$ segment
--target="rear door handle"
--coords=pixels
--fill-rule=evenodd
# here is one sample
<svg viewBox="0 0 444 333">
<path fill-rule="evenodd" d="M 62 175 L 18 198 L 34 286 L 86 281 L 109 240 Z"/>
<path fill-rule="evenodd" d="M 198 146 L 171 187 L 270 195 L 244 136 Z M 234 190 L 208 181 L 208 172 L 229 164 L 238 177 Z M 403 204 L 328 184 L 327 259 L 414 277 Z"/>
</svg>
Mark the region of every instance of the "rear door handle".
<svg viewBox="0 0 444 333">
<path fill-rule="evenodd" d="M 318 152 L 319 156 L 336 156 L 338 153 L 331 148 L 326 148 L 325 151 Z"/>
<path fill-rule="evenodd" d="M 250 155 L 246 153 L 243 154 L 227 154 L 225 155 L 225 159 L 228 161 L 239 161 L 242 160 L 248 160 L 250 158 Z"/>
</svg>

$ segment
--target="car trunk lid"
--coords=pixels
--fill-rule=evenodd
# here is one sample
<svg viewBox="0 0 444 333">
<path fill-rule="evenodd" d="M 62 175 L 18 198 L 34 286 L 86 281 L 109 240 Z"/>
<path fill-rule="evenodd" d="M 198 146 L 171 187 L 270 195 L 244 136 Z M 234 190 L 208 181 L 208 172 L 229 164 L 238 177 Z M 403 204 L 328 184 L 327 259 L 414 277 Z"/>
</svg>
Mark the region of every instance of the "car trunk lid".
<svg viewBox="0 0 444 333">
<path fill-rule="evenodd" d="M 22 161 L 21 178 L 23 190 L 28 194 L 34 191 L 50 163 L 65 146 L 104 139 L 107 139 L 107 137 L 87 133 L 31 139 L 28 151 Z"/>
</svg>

• • • •

▶ **Short problem**:
Output the lines above verbatim and in full.

▶ **Solution to this exercise**:
$ segment
--target="rear door handle"
--coords=pixels
--fill-rule=evenodd
# here is one sample
<svg viewBox="0 0 444 333">
<path fill-rule="evenodd" d="M 62 175 L 18 198 L 34 286 L 86 281 L 109 240 Z"/>
<path fill-rule="evenodd" d="M 198 146 L 171 187 L 270 195 L 244 136 Z M 234 190 L 208 181 L 208 172 L 229 164 L 238 177 Z M 403 204 L 328 184 L 327 259 L 414 277 Z"/>
</svg>
Mark the region of every instance of the "rear door handle".
<svg viewBox="0 0 444 333">
<path fill-rule="evenodd" d="M 318 152 L 319 156 L 336 156 L 338 153 L 331 148 L 326 148 L 325 151 Z"/>
<path fill-rule="evenodd" d="M 250 155 L 246 153 L 243 154 L 227 154 L 225 155 L 225 159 L 228 161 L 239 161 L 242 160 L 248 160 L 250 158 Z"/>
</svg>

$ segment
--target="car trunk lid"
--coords=pixels
--fill-rule=evenodd
# here is one sample
<svg viewBox="0 0 444 333">
<path fill-rule="evenodd" d="M 62 175 L 18 198 L 34 286 L 86 281 L 109 240 Z"/>
<path fill-rule="evenodd" d="M 198 146 L 171 187 L 270 195 L 244 136 Z M 234 190 L 208 181 L 208 172 L 229 164 L 238 177 Z M 403 204 L 328 184 L 327 259 L 414 277 Z"/>
</svg>
Mark the region of every instance of the "car trunk lid".
<svg viewBox="0 0 444 333">
<path fill-rule="evenodd" d="M 22 161 L 21 178 L 23 190 L 28 194 L 34 191 L 50 163 L 65 146 L 104 139 L 107 139 L 107 137 L 87 133 L 31 139 L 28 151 Z"/>
</svg>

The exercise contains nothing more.